**Görev 1**
Müzik ve şiir üzerine olan metindeki "Besteci şiirin her kelimesini ve duygusunu müziğe aktarır." cümlesini İngilizceye çevirin.
**Görev 2**
Müzik ve şiir üzerine olan metinde "İklim: Bu formda" sözleriyle başlayıp "şiire hizmet eder." sözleriyle biten bölümü hiç değiştirmeden yeniden yazın.

**Kaynak**
::::::::

İklim: Bu formda müzik ve şiir ilişkisinden bahsedecek olursak; ön planda olan her zaman şiirdir. Besteci şiirin her kelimesini ve duygusunu müziğe aktarır. Yorumcu da aynı şekilde her notayı ses gösterisiyle değil kelimelerin uyandırdığı duygu aktarımıyla yorumlamalıdır. Yani bu ilişkide hem besteci hem de yorumcu esasen şiire hizmet eder.
‘Şiirin en etkileyici yanı uçsuz bucaksız derinliği’
Türkçe şiirin önemli isimlerinin şiirleri var albümde. Cemal Süreya, Edip Cansever, Metin Altıok, Behçet Aysan ve Ahmet Erhan’ın şiirleri… Bu şairlerin şiirlerinin sizdeki etkilerinden, şiirlerinin tını ve melodilerinden bahseder misiniz?
İklim: Şu noktada söyleyeceklerimiz herkesin damak tadına göre değişiklik gösterecek, relatif tarifler olabilir. Belki de en güzeli bu; özellikle şiirin en etkileyici yanı uçsuz bucaksız derinliği.
Senem: Bence de, bu şairlerin ve şiirlerin bize hissettirdiklerini dinleyiciler kendileri tanımlasınlar isteriz.

::::::::

**Sağlanan malzeme**
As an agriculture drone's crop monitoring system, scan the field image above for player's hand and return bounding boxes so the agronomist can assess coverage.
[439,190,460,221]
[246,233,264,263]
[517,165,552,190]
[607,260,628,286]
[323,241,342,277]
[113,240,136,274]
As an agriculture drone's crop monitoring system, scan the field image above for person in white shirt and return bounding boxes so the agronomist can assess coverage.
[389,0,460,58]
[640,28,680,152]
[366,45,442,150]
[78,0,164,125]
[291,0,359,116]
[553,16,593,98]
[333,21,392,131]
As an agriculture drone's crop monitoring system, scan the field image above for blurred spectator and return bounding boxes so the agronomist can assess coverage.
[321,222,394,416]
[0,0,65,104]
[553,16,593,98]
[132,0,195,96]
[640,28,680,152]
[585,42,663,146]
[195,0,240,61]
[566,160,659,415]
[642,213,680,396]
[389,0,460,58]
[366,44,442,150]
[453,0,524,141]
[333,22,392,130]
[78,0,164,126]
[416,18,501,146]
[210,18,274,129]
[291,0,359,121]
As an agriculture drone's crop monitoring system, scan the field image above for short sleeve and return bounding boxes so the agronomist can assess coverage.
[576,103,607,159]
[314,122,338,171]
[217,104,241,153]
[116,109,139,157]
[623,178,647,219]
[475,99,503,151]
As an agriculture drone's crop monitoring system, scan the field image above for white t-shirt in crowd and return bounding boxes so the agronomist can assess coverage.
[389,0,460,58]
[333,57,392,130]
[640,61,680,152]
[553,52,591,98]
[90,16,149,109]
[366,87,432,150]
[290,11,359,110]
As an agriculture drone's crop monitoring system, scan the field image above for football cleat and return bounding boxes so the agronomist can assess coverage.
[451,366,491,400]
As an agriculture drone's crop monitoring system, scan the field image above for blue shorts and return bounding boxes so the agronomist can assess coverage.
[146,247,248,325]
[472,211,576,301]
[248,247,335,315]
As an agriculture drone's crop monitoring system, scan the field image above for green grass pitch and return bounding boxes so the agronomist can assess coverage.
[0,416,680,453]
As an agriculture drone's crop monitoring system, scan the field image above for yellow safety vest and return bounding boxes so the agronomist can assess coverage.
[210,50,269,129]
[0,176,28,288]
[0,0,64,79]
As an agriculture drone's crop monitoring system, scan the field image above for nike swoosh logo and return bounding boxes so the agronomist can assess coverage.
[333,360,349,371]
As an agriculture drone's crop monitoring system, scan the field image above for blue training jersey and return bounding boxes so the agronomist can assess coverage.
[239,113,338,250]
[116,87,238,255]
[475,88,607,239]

::::::::

**Görev çıktısı 1**
The composer conveys every word and emotion of the poem into the music.

**Görev çıktısı 2**
İklim: Bu formda müzik ve şiir ilişkisinden bahsedecek olursak; ön planda olan her zaman şiirdir. Besteci şiirin her kelimesini ve duygusunu müziğe aktarır. Yorumcu da aynı şekilde her notayı ses gösterisiyle değil kelimelerin uyandırdığı duygu aktarımıyla yorumlamalıdır. Yani bu ilişkide hem besteci hem de yorumcu esasen şiire hizmet eder.